Work instructions:
Retype the listing from its first line through the line that contains "edges: an outline", including both of those lines and keeping every character unchanged.

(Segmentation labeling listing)
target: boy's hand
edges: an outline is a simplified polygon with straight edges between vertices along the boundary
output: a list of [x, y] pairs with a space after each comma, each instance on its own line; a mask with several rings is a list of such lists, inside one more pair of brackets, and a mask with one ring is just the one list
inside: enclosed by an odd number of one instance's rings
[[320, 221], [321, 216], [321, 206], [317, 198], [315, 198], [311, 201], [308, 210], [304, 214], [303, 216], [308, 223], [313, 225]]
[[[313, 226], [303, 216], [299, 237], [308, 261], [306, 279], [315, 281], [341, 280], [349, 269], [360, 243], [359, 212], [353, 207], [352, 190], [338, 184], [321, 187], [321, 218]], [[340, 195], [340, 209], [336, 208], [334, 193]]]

Written solution:
target: boy's hand
edges: an outline is a simplified polygon with straight edges between vertices along the boundary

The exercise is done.